TASK:
Starting at the line that contains "Target: woman's long blonde hair" in the listing below, write out every line word for word until you have written the line that contains "Target: metal canopy structure".

TASK DATA:

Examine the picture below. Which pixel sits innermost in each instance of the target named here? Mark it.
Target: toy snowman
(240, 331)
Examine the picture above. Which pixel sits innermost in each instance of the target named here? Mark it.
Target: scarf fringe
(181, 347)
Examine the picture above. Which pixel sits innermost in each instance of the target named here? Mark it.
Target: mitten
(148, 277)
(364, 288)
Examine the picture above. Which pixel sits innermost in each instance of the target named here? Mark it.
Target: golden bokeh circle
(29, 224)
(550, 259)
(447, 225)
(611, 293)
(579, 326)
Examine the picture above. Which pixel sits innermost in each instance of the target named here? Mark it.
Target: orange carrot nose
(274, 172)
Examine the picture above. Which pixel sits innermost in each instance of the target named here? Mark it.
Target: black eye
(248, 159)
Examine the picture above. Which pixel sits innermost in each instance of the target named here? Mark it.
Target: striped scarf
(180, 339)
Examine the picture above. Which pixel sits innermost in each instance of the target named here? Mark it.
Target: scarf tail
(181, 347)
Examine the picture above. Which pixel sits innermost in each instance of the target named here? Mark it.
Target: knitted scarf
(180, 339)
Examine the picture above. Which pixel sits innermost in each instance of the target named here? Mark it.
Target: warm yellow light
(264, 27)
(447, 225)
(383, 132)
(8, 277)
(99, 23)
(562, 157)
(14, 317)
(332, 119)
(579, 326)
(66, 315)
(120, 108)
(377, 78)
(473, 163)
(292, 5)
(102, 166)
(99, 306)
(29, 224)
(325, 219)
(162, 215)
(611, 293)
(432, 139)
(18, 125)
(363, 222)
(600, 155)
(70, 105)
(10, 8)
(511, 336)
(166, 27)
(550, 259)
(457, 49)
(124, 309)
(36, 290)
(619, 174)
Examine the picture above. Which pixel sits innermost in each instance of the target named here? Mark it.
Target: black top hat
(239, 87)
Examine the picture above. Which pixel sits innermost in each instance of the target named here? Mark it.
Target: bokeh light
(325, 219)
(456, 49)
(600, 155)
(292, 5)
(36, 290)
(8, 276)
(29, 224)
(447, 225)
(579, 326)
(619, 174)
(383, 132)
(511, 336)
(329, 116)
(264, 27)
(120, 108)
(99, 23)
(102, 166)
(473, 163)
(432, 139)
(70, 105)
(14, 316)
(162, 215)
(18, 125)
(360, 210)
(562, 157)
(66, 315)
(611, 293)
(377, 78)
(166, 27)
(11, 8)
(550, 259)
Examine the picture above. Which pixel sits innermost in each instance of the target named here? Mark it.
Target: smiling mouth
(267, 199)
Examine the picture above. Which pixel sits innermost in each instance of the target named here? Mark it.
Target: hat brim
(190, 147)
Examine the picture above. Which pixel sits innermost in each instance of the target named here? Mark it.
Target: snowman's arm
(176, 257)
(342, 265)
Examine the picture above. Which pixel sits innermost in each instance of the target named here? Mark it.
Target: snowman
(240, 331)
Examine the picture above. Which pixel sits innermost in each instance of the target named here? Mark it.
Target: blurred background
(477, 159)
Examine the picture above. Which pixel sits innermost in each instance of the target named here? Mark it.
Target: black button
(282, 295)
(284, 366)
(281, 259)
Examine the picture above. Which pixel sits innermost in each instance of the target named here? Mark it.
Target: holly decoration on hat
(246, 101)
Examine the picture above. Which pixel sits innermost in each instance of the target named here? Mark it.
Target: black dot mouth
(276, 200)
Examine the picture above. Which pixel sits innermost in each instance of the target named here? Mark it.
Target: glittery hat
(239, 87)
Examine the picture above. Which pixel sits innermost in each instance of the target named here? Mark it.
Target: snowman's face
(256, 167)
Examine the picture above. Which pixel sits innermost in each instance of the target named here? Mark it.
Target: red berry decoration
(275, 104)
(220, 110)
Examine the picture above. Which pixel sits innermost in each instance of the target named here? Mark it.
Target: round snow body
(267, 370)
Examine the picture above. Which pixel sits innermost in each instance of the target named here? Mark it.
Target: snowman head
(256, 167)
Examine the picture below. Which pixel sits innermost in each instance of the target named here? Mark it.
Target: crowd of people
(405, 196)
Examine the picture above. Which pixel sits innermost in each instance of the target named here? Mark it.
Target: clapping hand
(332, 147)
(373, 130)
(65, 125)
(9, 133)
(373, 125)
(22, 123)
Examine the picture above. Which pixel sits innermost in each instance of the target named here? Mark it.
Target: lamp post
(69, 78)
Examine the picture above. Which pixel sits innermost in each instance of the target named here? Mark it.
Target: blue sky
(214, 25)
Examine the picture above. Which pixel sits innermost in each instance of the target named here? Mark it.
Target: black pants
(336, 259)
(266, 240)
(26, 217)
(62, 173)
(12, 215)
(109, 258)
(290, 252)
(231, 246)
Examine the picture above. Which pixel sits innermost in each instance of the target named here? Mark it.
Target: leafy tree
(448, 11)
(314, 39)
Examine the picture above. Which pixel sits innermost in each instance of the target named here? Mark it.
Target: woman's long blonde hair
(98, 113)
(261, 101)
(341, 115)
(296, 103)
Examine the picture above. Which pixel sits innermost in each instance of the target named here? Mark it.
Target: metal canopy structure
--
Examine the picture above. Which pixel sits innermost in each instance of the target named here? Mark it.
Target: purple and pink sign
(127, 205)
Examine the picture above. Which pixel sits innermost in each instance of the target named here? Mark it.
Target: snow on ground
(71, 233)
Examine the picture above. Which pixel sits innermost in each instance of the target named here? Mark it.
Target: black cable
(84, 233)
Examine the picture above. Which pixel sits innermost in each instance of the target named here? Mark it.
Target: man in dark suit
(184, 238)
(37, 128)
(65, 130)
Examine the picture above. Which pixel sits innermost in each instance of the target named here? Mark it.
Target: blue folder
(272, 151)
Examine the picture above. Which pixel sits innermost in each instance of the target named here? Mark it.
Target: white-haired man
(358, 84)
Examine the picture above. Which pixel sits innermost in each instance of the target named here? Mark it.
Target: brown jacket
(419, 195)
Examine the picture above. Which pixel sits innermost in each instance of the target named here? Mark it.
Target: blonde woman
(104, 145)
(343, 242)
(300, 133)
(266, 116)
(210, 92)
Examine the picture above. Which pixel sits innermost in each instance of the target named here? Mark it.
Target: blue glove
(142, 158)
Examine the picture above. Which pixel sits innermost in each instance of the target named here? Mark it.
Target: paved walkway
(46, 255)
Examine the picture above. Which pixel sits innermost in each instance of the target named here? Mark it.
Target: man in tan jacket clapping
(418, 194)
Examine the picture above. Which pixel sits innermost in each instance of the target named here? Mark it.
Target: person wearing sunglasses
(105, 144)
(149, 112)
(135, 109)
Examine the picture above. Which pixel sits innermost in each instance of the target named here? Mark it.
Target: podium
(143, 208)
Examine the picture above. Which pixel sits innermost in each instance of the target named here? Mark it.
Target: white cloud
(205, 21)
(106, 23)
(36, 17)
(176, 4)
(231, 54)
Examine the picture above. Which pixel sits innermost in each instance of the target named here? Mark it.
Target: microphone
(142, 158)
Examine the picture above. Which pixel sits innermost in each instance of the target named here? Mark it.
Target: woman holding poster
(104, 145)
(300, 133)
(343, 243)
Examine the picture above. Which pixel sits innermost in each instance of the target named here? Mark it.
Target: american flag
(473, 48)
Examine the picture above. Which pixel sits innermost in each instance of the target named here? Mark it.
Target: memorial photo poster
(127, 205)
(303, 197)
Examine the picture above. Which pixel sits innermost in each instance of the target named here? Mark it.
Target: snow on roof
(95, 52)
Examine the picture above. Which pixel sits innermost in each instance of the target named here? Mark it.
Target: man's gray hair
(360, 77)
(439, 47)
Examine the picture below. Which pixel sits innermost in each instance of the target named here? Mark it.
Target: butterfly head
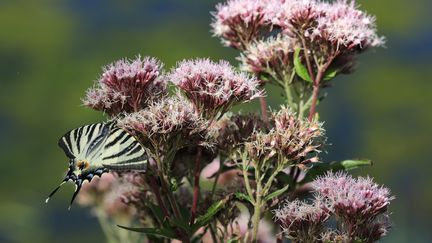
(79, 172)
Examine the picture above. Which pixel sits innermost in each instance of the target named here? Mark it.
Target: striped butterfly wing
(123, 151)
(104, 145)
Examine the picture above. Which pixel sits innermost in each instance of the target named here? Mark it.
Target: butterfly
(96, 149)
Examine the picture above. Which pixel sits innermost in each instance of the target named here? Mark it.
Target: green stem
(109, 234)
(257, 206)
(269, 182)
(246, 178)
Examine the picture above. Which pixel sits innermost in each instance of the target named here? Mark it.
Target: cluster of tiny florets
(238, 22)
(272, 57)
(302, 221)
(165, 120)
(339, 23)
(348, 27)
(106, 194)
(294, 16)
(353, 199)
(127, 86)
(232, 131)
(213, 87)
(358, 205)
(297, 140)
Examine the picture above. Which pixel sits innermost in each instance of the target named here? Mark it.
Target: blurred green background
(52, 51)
--
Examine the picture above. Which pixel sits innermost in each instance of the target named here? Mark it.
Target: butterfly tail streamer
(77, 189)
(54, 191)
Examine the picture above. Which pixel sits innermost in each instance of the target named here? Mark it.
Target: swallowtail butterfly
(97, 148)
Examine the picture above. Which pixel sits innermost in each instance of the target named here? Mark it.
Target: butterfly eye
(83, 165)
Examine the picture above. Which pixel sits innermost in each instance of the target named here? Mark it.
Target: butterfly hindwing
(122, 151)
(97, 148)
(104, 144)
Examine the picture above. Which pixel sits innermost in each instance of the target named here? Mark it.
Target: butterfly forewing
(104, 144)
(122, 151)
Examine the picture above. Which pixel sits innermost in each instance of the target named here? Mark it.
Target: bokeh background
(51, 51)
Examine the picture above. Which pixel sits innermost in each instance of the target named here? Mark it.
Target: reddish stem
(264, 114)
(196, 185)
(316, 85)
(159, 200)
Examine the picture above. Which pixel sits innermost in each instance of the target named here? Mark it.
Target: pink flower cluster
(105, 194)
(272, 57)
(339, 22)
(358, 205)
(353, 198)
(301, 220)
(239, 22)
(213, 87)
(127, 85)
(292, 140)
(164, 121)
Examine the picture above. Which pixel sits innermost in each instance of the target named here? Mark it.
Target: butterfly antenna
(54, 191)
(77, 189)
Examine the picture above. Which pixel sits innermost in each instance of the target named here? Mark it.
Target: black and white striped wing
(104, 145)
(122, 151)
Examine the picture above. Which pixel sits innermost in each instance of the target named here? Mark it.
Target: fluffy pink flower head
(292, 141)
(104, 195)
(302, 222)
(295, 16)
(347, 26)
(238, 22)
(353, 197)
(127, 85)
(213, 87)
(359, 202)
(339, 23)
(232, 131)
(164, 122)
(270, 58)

TASK RESULT:
Target: woman's long blonde hair
(98, 113)
(261, 101)
(341, 115)
(296, 103)
Examine the picture above. Which pixel sits innermost in each instance of the target named here? Mark it.
Target: metal canopy structure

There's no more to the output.